▶ **What you have to do**
Convert the material into a Markdown table with columns "Row" and "Text", starting at the line that contains "Q: Locate the red" and running through the last line of the material. Number each line in order and skip blank lines.

"""

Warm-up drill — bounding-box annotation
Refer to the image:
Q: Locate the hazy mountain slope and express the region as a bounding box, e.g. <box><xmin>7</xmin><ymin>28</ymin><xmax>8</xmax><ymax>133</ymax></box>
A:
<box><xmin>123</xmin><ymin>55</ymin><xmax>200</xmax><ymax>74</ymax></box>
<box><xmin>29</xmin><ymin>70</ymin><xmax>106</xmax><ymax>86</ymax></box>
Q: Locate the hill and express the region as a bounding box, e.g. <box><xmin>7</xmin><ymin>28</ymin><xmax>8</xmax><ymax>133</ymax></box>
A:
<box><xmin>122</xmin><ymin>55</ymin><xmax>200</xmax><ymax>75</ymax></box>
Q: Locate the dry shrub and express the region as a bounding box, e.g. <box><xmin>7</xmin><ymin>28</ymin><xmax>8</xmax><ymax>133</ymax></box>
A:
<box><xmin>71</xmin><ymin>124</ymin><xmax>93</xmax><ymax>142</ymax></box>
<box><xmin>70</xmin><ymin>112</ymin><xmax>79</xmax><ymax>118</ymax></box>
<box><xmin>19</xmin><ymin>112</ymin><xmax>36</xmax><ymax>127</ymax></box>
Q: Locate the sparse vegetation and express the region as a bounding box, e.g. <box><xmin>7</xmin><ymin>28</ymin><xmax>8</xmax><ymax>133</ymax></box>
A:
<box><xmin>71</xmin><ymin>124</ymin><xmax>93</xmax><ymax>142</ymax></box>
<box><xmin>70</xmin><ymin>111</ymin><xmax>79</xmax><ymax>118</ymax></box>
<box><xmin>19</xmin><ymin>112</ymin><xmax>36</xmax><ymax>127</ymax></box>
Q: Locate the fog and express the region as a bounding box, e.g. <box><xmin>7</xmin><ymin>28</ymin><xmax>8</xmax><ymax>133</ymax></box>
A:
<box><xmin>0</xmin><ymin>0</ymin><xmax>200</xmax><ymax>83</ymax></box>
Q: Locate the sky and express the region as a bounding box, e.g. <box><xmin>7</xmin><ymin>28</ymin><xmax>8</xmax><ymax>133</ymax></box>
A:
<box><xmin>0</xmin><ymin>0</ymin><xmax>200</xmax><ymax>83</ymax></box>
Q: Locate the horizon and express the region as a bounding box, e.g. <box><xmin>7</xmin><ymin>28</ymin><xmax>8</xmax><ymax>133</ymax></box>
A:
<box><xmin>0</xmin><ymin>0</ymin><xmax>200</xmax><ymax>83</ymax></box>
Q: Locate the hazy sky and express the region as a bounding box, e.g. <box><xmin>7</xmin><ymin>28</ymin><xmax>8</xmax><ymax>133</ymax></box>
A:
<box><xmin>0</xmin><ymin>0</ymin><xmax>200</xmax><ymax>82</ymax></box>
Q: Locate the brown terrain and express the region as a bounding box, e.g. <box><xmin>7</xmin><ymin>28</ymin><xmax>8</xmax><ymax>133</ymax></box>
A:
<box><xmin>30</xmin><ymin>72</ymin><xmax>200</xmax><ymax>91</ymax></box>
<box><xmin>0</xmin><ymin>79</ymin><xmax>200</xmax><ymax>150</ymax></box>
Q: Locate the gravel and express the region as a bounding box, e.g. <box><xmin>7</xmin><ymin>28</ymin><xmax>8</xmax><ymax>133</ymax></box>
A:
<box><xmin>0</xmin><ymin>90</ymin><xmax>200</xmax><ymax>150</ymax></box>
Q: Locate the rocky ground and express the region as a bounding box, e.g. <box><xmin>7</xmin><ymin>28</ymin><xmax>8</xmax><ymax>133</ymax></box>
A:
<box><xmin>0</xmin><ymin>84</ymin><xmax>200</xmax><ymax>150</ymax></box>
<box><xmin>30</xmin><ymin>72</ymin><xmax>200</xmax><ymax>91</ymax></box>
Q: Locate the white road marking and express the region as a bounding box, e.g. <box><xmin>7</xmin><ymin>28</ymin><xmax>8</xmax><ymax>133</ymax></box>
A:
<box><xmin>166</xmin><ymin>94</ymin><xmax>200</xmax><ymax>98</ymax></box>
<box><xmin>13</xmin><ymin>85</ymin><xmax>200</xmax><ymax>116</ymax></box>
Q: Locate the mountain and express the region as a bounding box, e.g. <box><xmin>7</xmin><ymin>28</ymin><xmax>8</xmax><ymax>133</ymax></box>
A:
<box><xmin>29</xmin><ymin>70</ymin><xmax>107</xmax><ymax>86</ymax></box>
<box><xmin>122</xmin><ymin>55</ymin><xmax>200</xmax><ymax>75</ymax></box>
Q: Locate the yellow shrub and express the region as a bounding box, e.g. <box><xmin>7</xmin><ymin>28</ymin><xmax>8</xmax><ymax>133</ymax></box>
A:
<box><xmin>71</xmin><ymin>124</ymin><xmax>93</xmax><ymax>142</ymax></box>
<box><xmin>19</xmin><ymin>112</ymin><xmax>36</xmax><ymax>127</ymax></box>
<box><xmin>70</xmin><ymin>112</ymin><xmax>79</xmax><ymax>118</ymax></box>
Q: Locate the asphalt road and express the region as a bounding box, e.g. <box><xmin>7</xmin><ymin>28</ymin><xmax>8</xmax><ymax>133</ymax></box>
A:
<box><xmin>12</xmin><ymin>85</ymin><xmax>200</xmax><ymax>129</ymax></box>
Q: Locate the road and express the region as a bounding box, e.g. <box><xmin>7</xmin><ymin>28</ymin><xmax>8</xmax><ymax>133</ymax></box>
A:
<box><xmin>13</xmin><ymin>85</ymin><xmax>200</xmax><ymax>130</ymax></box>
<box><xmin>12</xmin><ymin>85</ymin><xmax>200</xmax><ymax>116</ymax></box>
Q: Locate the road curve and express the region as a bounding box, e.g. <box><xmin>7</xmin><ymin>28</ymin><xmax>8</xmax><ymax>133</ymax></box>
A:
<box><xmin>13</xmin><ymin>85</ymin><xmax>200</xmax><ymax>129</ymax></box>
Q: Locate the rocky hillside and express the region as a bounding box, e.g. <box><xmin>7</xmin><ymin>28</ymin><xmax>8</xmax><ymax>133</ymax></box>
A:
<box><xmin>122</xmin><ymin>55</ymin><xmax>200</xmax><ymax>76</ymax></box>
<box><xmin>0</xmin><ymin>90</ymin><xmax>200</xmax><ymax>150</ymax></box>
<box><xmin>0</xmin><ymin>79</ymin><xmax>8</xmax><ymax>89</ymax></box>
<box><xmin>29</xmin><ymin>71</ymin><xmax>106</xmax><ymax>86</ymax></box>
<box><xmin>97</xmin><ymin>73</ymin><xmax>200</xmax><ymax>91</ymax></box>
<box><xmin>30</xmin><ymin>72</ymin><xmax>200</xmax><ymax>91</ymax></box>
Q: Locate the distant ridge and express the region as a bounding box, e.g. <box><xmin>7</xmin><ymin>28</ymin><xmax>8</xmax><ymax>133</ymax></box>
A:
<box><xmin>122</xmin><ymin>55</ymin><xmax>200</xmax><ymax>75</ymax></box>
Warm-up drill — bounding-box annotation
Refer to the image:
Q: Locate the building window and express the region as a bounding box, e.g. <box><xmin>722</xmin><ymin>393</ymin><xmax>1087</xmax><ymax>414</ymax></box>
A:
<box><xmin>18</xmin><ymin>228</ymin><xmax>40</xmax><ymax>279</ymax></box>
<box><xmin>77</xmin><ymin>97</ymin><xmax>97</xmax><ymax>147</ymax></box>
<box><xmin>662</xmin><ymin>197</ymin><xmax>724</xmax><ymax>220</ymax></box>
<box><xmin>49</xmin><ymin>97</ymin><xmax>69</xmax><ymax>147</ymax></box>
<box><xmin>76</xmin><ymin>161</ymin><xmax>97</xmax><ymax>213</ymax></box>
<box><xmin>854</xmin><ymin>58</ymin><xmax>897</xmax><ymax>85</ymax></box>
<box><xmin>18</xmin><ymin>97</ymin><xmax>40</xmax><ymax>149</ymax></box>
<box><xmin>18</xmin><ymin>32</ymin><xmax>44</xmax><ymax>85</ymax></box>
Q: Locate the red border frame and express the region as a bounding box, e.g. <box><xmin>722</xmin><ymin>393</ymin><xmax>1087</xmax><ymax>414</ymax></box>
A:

"""

▶ **Finished exercise**
| Row | Text |
|---|---|
| 1 | Q: Locate the red border frame and express the region as a bounding box, e.g. <box><xmin>722</xmin><ymin>393</ymin><xmax>1087</xmax><ymax>414</ymax></box> |
| 2 | A: |